### What you should do
Convert all of the rows below into a numbered list, skipping blank lines and leaving the pictures out.
━━━
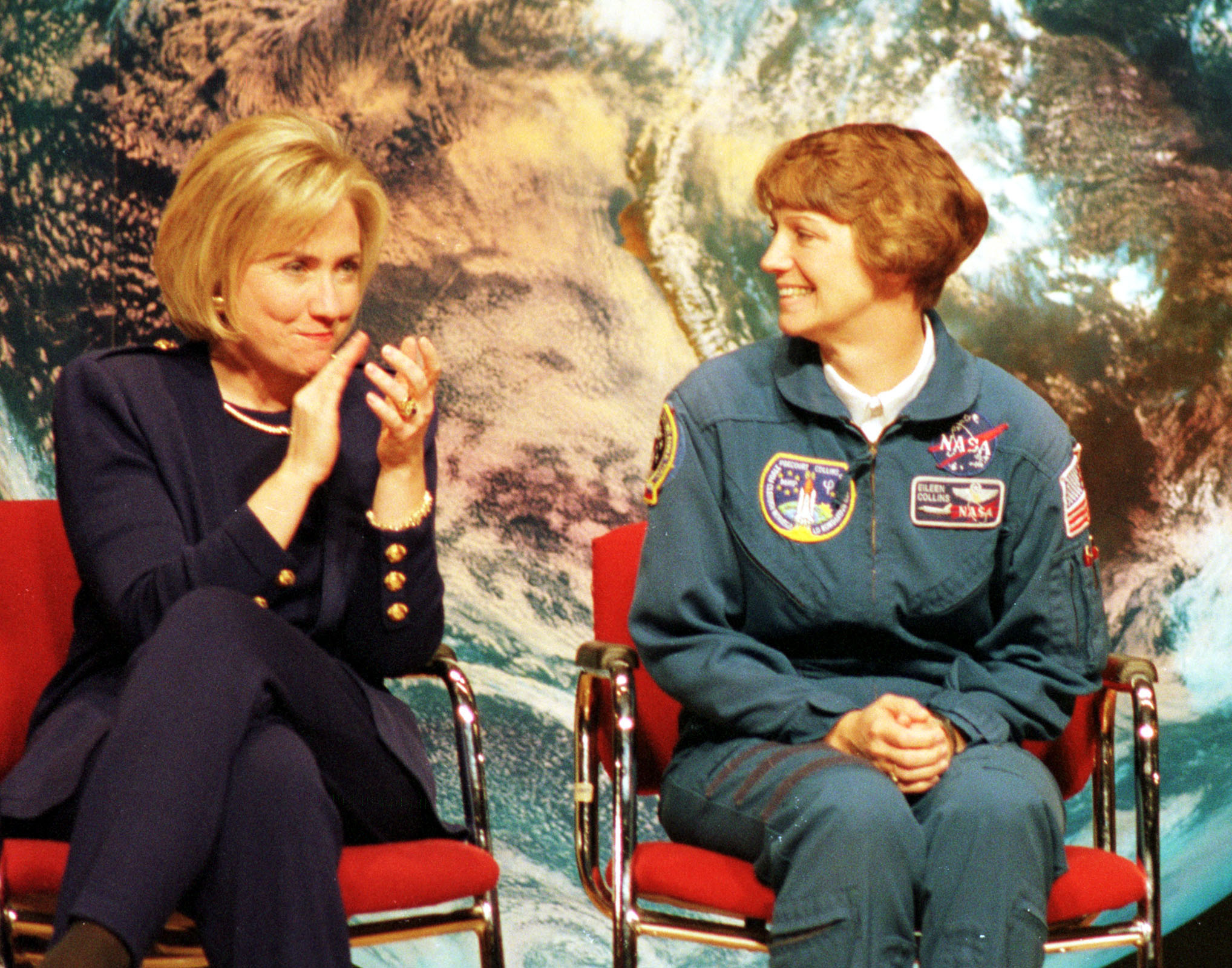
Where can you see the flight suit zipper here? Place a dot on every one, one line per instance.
(873, 512)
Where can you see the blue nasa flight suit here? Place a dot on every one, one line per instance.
(793, 573)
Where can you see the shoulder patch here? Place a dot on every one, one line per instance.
(957, 502)
(968, 447)
(1073, 497)
(663, 458)
(806, 498)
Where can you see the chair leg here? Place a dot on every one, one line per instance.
(492, 951)
(624, 944)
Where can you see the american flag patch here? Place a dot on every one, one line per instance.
(1073, 497)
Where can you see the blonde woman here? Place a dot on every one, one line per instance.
(868, 576)
(252, 516)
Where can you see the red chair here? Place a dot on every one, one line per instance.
(393, 880)
(674, 891)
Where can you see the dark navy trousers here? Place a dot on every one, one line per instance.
(242, 757)
(859, 869)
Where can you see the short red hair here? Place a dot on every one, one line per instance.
(911, 209)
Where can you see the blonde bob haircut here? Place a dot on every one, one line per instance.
(912, 211)
(257, 188)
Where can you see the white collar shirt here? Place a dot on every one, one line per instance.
(873, 415)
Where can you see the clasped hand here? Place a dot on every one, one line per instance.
(315, 409)
(900, 738)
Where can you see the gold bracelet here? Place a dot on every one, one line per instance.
(416, 519)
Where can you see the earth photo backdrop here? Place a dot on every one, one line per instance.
(574, 229)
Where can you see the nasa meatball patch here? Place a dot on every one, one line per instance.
(957, 502)
(968, 447)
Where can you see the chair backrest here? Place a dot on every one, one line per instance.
(614, 575)
(36, 613)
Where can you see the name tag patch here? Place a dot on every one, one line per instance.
(957, 502)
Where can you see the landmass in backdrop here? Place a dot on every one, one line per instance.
(574, 229)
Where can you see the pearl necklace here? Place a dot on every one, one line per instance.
(265, 428)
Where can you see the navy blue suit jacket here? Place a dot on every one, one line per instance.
(143, 490)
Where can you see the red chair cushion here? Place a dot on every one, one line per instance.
(1097, 881)
(36, 613)
(614, 575)
(390, 877)
(693, 877)
(33, 866)
(380, 877)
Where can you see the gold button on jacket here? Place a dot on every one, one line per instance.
(397, 612)
(396, 553)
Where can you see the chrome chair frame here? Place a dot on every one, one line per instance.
(26, 921)
(632, 919)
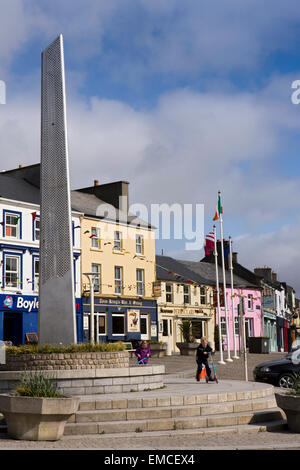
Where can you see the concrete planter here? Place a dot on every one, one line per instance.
(37, 419)
(158, 350)
(290, 404)
(187, 349)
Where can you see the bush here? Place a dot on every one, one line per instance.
(37, 384)
(72, 348)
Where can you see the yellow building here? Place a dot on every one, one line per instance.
(118, 256)
(184, 295)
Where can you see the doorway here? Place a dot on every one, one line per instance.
(12, 328)
(144, 327)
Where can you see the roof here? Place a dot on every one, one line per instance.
(165, 264)
(17, 188)
(208, 271)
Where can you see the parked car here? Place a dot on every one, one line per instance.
(281, 372)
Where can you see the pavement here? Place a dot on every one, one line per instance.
(182, 367)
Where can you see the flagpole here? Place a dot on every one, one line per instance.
(221, 361)
(232, 297)
(224, 281)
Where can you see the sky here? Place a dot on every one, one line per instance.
(181, 99)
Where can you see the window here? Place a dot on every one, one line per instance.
(12, 270)
(37, 229)
(169, 293)
(223, 326)
(165, 328)
(236, 326)
(101, 324)
(36, 273)
(139, 244)
(118, 280)
(140, 281)
(202, 295)
(96, 277)
(186, 294)
(12, 225)
(118, 241)
(118, 324)
(95, 234)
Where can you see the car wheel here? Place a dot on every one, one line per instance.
(286, 381)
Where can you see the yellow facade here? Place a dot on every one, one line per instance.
(174, 308)
(130, 255)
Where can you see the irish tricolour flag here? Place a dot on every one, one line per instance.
(219, 209)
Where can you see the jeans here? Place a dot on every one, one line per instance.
(205, 363)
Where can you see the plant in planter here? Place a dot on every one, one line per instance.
(289, 402)
(188, 346)
(38, 411)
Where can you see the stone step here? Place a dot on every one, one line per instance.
(268, 426)
(172, 411)
(174, 423)
(127, 401)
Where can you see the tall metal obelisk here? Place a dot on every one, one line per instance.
(57, 321)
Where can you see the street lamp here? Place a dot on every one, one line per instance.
(91, 277)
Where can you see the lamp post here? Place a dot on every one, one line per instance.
(91, 278)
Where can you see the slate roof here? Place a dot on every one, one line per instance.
(176, 266)
(18, 189)
(208, 271)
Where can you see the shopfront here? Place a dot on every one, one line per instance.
(120, 319)
(19, 315)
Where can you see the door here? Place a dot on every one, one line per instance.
(12, 328)
(144, 327)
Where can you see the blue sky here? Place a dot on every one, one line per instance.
(182, 99)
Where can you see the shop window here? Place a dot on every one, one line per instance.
(202, 295)
(118, 241)
(96, 270)
(12, 271)
(12, 225)
(36, 274)
(118, 324)
(139, 244)
(197, 329)
(36, 228)
(186, 295)
(95, 240)
(118, 280)
(140, 282)
(169, 293)
(165, 328)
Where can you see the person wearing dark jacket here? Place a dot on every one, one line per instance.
(203, 352)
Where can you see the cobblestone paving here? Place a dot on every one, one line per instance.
(181, 364)
(263, 440)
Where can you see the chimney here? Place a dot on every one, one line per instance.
(266, 273)
(274, 277)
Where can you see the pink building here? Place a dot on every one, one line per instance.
(244, 288)
(253, 315)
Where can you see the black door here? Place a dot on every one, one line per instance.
(12, 328)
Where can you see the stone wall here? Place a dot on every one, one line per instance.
(95, 381)
(66, 361)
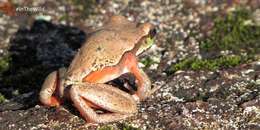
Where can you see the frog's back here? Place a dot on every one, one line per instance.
(106, 46)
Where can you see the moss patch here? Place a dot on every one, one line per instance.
(233, 33)
(2, 98)
(4, 64)
(208, 64)
(236, 34)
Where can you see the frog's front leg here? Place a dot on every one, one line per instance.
(144, 89)
(49, 88)
(90, 96)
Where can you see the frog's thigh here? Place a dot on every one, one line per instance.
(104, 75)
(120, 105)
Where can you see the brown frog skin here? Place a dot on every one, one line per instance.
(108, 53)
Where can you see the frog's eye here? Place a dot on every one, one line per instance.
(152, 33)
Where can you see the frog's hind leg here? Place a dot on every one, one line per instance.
(87, 98)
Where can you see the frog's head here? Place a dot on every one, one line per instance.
(147, 40)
━━━
### Solution for this exercise
1. Where can you see the flight suit zipper here? Place a dot on every one, one line per instance.
2. (873, 512)
3. Where can you see the blue nasa flight suit here? Place a dot on every one, one line per instance.
4. (793, 573)
5. Where can you see the shoulder patch here? Place a dot on every one, one line per instance.
6. (957, 502)
7. (968, 447)
8. (1073, 497)
9. (663, 458)
10. (806, 498)
11. Where can you see the chair leg here? Place a dot on every one, one line per instance.
12. (492, 951)
13. (624, 944)
14. Where can you see the american flag patch here? Place a dot on every one, one line per instance.
15. (1073, 497)
16. Where can you see the blonde woman here? Place a dot on every one, one line per instance.
17. (868, 576)
18. (252, 516)
19. Where can you see the red chair here? Place a dot on every one, one line per instance.
20. (393, 880)
21. (674, 891)
22. Where can you see the dark navy trousers here? Place a dot on every one, one line per instance.
23. (242, 757)
24. (859, 869)
25. Where can you see the short red hair here? Place a dot on every one, one line per instance.
26. (911, 209)
27. Where can you see the blonde bob haircut here? Place a dot on every one, one line per instance.
28. (912, 211)
29. (257, 188)
30. Where can you see the white collar shirt here? Place a dot on every one, one line per instance.
31. (873, 415)
32. Where can you see the clasped hand here? Place a dot on every one, one line per instance.
33. (315, 409)
34. (900, 738)
35. Where can you see the gold bracelet here? Place a dot on every one, one line per instance.
36. (416, 519)
37. Where can you see the earth photo backdrop here? Place a dot on every one, one line per instance.
38. (574, 229)
39. Where can you see the nasa meatball patch here? Place a dot on every one, one line per instance.
40. (957, 502)
41. (968, 447)
42. Where can you see the chair backrest here? Place a dot on every one, one line per instance.
43. (614, 575)
44. (36, 613)
45. Where can you see the name tag patch here? Place a dot on every one, one line per instance.
46. (957, 502)
47. Where can you see the landmass in backdrop here? Place a dot on every one, one line per instance.
48. (574, 229)
49. Where can you see the pearl necklace here? Place a dot on every one, one line per instance.
50. (265, 428)
51. Where can you see the navy blue suit jacket here? Place a dot on every one, one line per instance.
52. (143, 490)
53. Where can you see the red chair cushion here? Place a dot on every one, one line per instance.
54. (1097, 881)
55. (36, 613)
56. (614, 575)
57. (390, 877)
58. (693, 877)
59. (33, 866)
60. (380, 877)
61. Where can you see the gold button on jacket here? Place a dot on every one, one line per instance.
62. (397, 612)
63. (396, 553)
64. Where can you see the chrome chair frame here? Place a dot on every one, one line per instance.
65. (26, 921)
66. (632, 919)
67. Where can you see the concrete planter here? Place a dot on every one, one line per instance.
68. (37, 419)
69. (158, 350)
70. (290, 404)
71. (187, 349)
72. Where can you see the bush here? Place a dot on every one, one line per instance.
73. (37, 384)
74. (72, 348)
75. Where can you see the yellow building here? Place a dot on every one, one line per instance.
76. (118, 256)
77. (184, 295)
78. Where can you see the doorway here? Place a dot on every one, one line per instance.
79. (12, 328)
80. (144, 327)
81. Where can you see the roof here? Place a dot on every one, one line per instance.
82. (165, 264)
83. (17, 188)
84. (208, 271)
85. Where can you see the parked car here? Place a dot on every one, one line per instance.
86. (281, 372)
87. Where can you see the pavement here? Place a dot on every one, one line per instance.
88. (182, 367)
89. Where can you see the flagpole here? Place a dot on every one, one line per instance.
90. (221, 361)
91. (232, 297)
92. (224, 281)
93. Where can you see the sky here? Place a dot on every one, one line per instance.
94. (181, 99)
95. Where can you see the window here? Place a dot on every one, one line per instance.
96. (12, 270)
97. (37, 229)
98. (169, 293)
99. (223, 326)
100. (165, 328)
101. (236, 326)
102. (101, 324)
103. (36, 273)
104. (139, 244)
105. (118, 280)
106. (140, 281)
107. (202, 295)
108. (96, 277)
109. (186, 294)
110. (12, 225)
111. (118, 241)
112. (118, 324)
113. (95, 234)
114. Where can you see the car wheel here? Place a dot on every one, one line per instance.
115. (286, 381)
116. Where can you see the yellow facade here? Place a dot on every one, one line per instance.
117. (174, 308)
118. (130, 255)
119. Where can you see the irish tricolour flag here? Place a dot on every one, one line per instance.
120. (219, 209)
121. Where can you see the jeans here? Place a dot on every one, one line per instance.
122. (205, 363)
123. Where can you see the plant in planter here? Place a dot on every one, one line per instance.
124. (289, 402)
125. (188, 346)
126. (38, 411)
127. Where can you see the stone step here? Place a dot on every one, one line per instance.
128. (268, 426)
129. (172, 411)
130. (174, 423)
131. (127, 401)
132. Where can you see the tall metal obelisk here? Place a dot on every one, one line per instance.
133. (57, 321)
134. Where can you see the street lamp here? Place a dot on every one, one line per instance.
135. (91, 277)
136. Where can you see the lamp post here? Place a dot on every one, one line per instance.
137. (91, 278)
138. Where can you see the slate roof here? Place a dot on every one, one line per instance.
139. (176, 266)
140. (18, 189)
141. (208, 271)
142. Where can you see the shopfront here? Place a dot on every one, one line per instance.
143. (120, 319)
144. (19, 315)
145. Where can you see the door here? Place a dot on every one, one line per instance.
146. (12, 328)
147. (144, 327)
148. Where can you see the blue sky here? Place a dot on every one, one line per instance.
149. (182, 99)
150. Where can you see the shop window here? Place a dot on every one, one line per instance.
151. (202, 295)
152. (118, 241)
153. (96, 270)
154. (12, 271)
155. (12, 225)
156. (36, 274)
157. (118, 324)
158. (139, 244)
159. (197, 329)
160. (36, 228)
161. (186, 295)
162. (95, 240)
163. (118, 280)
164. (140, 282)
165. (169, 293)
166. (165, 328)
167. Where can you see the person wearing dark jacket here? Place a dot on every one, one line per instance.
168. (203, 352)
169. Where can you see the cobblestone paving here? Place a dot on every one, one line per instance.
170. (181, 364)
171. (263, 440)
172. Where can you see the chimney here? Place a dot on every one, one line per instance.
173. (266, 273)
174. (274, 277)
175. Where can you see the pink building here? Place a dot on every one, one line per instance.
176. (244, 288)
177. (253, 315)
178. Where can you see the black door here? Place a dot on every one, one line per instance.
179. (12, 328)
180. Where can you see the stone wall here? Place a dot on every one, one line per instance.
181. (95, 381)
182. (66, 361)
183. Where can you see the frog's back here? Place a dot on every one, one line per instance.
184. (106, 46)
185. Where can you see the moss patch here? Place a dot on every one, one line per instance.
186. (233, 33)
187. (2, 98)
188. (4, 64)
189. (208, 64)
190. (236, 34)
191. Where can you see the frog's front leg here? Place a dot on every one, one line per instance.
192. (144, 89)
193. (49, 88)
194. (90, 96)
195. Where can you see the frog's thigh here? Place a dot on every one, one line per instance.
196. (104, 75)
197. (120, 105)
198. Where can you see the brown frog skin here? Place a dot on every one, one line per instance.
199. (108, 53)
200. Where can you see the frog's eye here? Place a dot on every one, one line per instance.
201. (152, 33)
202. Where can you see the frog's hind leg here? Place a dot on every one, one line per instance.
203. (87, 98)
204. Where can you see the frog's head here? Place a dot on every one, one line per instance.
205. (147, 40)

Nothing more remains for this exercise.